:: AIM OF THE EXERCISE ::
Return, word for word, the part of the flag-drawing text below that runs from "With not much" up to and including "diagonal red cross).".

::: SELECTION

You can see the code declares some additional local variables for the left, top, right, bottom, width, height (as well as 1/3 and 2/3 of the height) of the bounding rectangle to allow briefer expressions to be written. Since most of the code involves calls to TCanvas methods or accessing TCanvas properties, a with statement is used to enter the scope of the canvas object before starting on the drawing code.

We'll take the drawing code a section at a time (the comments in the source should help you navigate it). Firstly the blue background is achieved by filling the entire rectangular area with an appropriate colour. This is specified to be Pantone 280, which equates to a TColor value with no red content, but with a green value of 51 and a blue value of 102. TColor values can be created easily by the RGB helper function. As you can see, a TColor has the red value in the low byte, then the green value and then the blue value.


function RGB(R, G, B: Byte): TColor;
begin
  Result := TColor(R or (G shl 8) or (B shl 16));
end;

With not much done yet, all we have is the background of the flag (see Figure 1). The next job is to get the thick, white diagonals which act as the border for the crosses of St. Andrew (a diagonal white cross, conveniently the same colour as the border) and St. Patrick (a diagonal red cross).

::::::
::: EXTRACTED DATA

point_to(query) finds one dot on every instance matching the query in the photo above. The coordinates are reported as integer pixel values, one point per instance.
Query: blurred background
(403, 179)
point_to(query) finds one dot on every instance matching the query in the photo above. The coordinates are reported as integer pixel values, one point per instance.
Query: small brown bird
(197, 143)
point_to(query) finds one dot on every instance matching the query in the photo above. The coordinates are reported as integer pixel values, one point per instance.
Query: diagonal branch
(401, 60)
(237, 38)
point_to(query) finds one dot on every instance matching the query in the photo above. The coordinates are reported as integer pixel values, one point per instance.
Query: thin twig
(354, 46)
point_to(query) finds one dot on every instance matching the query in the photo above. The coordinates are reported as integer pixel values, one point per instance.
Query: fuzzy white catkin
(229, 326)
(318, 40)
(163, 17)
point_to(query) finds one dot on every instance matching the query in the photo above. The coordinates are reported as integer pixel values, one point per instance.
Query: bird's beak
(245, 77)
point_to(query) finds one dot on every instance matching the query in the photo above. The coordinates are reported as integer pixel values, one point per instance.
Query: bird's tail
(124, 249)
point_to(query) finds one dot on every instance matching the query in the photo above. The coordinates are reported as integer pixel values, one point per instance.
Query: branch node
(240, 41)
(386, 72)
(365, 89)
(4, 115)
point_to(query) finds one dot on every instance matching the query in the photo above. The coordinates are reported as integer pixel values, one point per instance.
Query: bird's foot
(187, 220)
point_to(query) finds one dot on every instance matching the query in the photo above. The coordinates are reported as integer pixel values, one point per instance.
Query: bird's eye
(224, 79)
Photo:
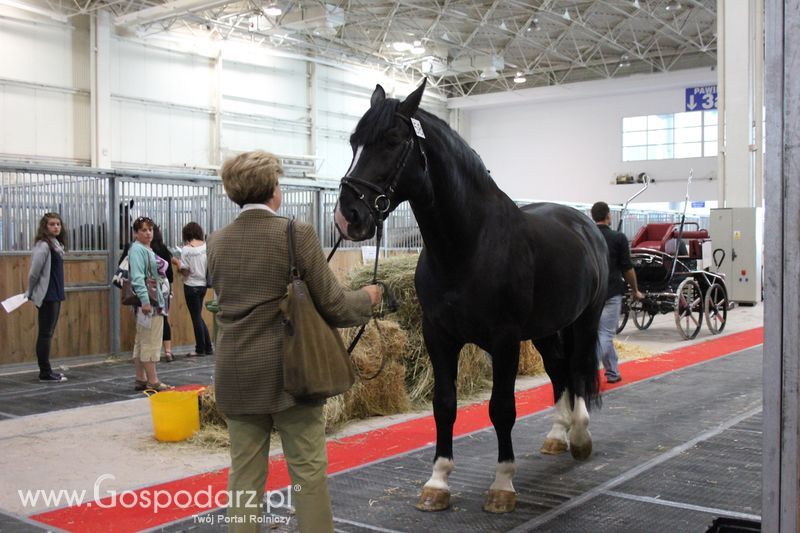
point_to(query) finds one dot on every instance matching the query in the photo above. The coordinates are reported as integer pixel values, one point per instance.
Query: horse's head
(387, 157)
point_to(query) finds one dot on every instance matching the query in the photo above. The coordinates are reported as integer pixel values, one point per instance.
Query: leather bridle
(383, 196)
(379, 209)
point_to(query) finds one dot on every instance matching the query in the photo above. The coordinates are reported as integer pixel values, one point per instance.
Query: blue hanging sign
(701, 98)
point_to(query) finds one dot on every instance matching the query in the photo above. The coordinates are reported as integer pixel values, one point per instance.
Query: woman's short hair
(600, 211)
(251, 177)
(141, 222)
(192, 231)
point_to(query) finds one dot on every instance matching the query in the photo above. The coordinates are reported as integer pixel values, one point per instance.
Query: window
(675, 136)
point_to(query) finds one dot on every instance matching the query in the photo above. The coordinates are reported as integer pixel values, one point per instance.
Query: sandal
(159, 387)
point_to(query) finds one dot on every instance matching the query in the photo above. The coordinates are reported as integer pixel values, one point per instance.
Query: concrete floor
(65, 436)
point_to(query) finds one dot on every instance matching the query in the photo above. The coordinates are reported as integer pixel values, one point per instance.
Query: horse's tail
(584, 377)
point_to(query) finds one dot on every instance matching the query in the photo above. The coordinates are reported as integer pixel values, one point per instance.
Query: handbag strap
(294, 272)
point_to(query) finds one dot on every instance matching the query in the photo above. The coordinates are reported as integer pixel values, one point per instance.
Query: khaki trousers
(302, 432)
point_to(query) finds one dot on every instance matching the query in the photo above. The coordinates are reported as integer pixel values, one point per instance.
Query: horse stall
(98, 208)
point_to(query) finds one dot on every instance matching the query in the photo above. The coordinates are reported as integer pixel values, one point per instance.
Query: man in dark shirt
(620, 271)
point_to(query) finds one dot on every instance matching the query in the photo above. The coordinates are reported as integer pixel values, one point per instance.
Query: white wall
(44, 96)
(565, 143)
(176, 102)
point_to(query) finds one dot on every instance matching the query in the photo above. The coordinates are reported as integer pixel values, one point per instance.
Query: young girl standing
(46, 288)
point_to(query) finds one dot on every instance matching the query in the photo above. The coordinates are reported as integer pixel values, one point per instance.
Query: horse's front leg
(443, 352)
(502, 498)
(557, 368)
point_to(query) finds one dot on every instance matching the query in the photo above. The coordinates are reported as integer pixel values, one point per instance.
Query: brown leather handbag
(316, 364)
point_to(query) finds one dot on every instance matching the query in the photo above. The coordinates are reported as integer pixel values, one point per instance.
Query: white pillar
(216, 135)
(100, 65)
(740, 65)
(781, 449)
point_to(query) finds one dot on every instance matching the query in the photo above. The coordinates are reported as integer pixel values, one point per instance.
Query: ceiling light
(401, 46)
(273, 10)
(58, 17)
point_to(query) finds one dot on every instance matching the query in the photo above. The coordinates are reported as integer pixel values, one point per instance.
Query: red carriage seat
(653, 236)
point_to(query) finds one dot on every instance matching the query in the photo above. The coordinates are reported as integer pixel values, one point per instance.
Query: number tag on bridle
(417, 128)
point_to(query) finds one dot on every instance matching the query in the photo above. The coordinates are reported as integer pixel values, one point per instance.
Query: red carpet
(140, 509)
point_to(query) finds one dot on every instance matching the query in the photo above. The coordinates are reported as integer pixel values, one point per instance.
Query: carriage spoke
(689, 308)
(716, 307)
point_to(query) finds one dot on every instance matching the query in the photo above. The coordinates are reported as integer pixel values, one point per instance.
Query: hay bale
(530, 361)
(382, 395)
(474, 367)
(627, 351)
(209, 414)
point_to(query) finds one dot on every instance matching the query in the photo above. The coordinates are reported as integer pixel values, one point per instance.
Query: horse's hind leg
(557, 368)
(443, 352)
(584, 381)
(502, 498)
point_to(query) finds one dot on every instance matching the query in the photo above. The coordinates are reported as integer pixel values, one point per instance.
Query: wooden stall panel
(83, 323)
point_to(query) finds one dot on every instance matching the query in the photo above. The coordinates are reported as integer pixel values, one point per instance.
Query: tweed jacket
(248, 265)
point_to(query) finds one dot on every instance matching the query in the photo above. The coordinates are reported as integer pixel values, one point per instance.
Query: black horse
(490, 274)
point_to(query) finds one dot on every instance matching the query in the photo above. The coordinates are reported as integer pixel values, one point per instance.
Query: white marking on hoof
(503, 476)
(441, 471)
(580, 440)
(556, 440)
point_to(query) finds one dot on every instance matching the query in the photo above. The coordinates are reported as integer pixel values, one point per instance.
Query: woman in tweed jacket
(248, 265)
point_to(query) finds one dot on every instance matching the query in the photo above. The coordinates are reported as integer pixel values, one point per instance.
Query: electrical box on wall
(737, 236)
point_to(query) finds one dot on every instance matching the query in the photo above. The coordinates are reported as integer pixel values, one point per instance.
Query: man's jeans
(606, 352)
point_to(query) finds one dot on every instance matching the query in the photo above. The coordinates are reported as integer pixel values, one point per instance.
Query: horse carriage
(672, 283)
(665, 258)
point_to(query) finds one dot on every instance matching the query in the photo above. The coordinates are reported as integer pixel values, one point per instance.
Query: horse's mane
(472, 173)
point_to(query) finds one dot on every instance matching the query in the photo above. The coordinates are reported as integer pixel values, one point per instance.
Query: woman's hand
(375, 293)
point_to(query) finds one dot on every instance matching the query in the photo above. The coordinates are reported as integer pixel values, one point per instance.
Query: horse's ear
(409, 106)
(378, 96)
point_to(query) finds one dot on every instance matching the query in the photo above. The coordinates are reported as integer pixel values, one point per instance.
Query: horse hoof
(553, 447)
(500, 501)
(433, 499)
(581, 452)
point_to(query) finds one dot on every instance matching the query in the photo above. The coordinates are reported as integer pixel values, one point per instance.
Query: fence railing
(98, 208)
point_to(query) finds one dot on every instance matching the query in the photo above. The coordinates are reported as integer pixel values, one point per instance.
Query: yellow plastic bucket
(176, 415)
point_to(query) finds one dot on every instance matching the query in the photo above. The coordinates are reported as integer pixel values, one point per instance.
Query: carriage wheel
(689, 308)
(623, 316)
(641, 317)
(716, 308)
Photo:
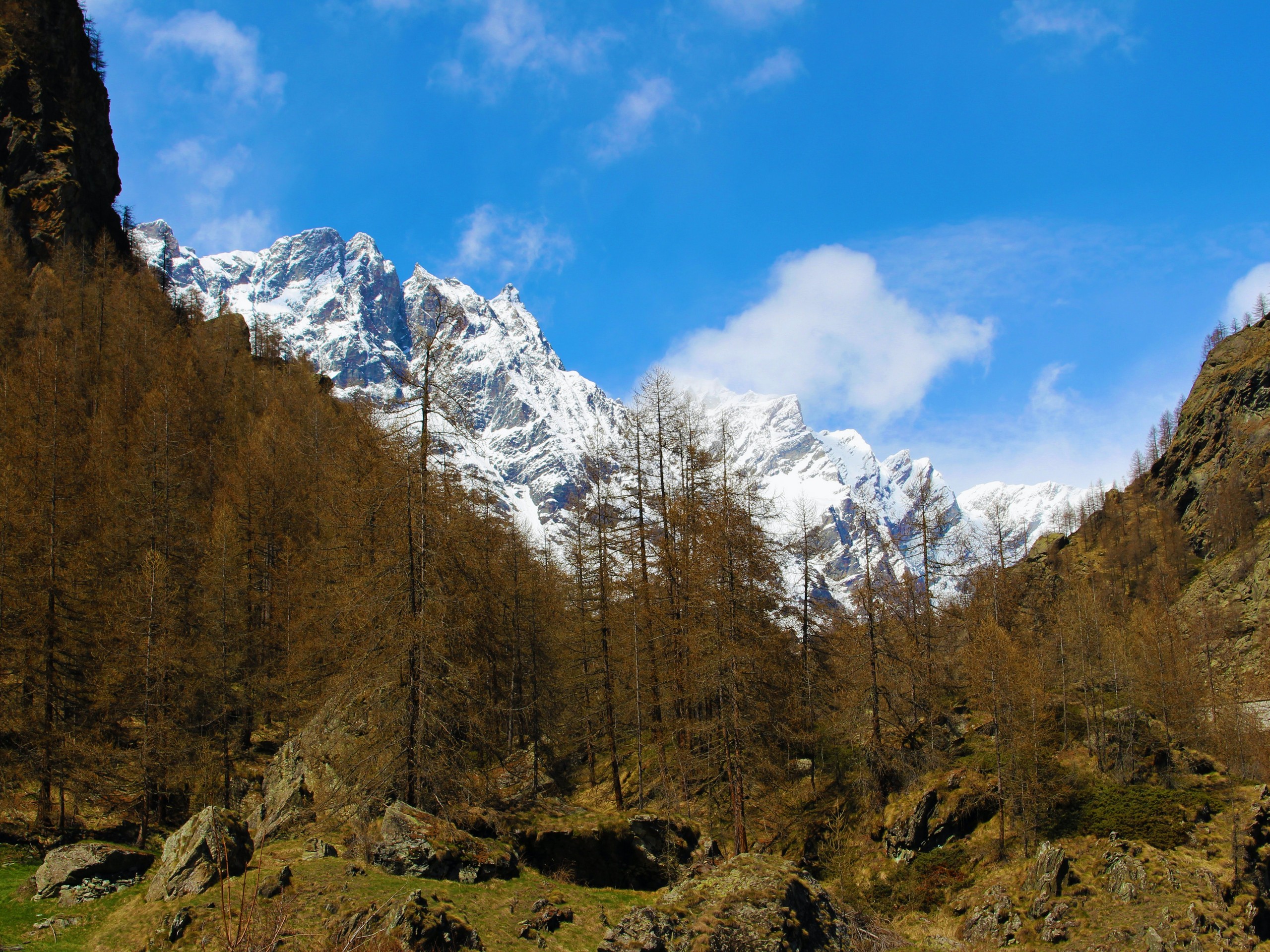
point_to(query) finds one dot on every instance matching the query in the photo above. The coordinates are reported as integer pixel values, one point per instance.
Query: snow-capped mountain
(1030, 511)
(534, 422)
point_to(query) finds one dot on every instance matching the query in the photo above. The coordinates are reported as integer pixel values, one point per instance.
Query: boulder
(317, 774)
(644, 852)
(906, 837)
(1126, 876)
(754, 903)
(995, 922)
(71, 866)
(198, 853)
(318, 848)
(180, 923)
(522, 778)
(1047, 878)
(275, 885)
(939, 815)
(413, 924)
(547, 917)
(417, 843)
(1056, 926)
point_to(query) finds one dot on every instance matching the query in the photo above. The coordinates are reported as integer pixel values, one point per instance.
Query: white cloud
(207, 176)
(1046, 398)
(1085, 26)
(779, 67)
(755, 13)
(1244, 295)
(246, 232)
(831, 332)
(1074, 438)
(233, 50)
(513, 36)
(99, 9)
(627, 128)
(507, 244)
(214, 173)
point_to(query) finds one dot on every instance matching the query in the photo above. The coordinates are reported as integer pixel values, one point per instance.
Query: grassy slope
(127, 922)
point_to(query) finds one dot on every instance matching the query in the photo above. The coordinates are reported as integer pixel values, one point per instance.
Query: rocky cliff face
(60, 172)
(535, 422)
(1216, 470)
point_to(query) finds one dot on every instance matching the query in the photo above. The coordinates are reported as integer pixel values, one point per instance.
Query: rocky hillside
(1217, 469)
(59, 171)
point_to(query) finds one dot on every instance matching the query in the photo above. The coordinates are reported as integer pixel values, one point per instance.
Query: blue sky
(994, 232)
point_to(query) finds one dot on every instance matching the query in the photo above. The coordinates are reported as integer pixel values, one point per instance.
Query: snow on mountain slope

::::::

:: FULL SOLUTION ::
With not much done yet, all we have is the background of the flag (see Figure 1). The next job is to get the thick, white diagonals which act as the border for the crosses of St. Andrew (a diagonal white cross, conveniently the same colour as the border) and St. Patrick (a diagonal red cross).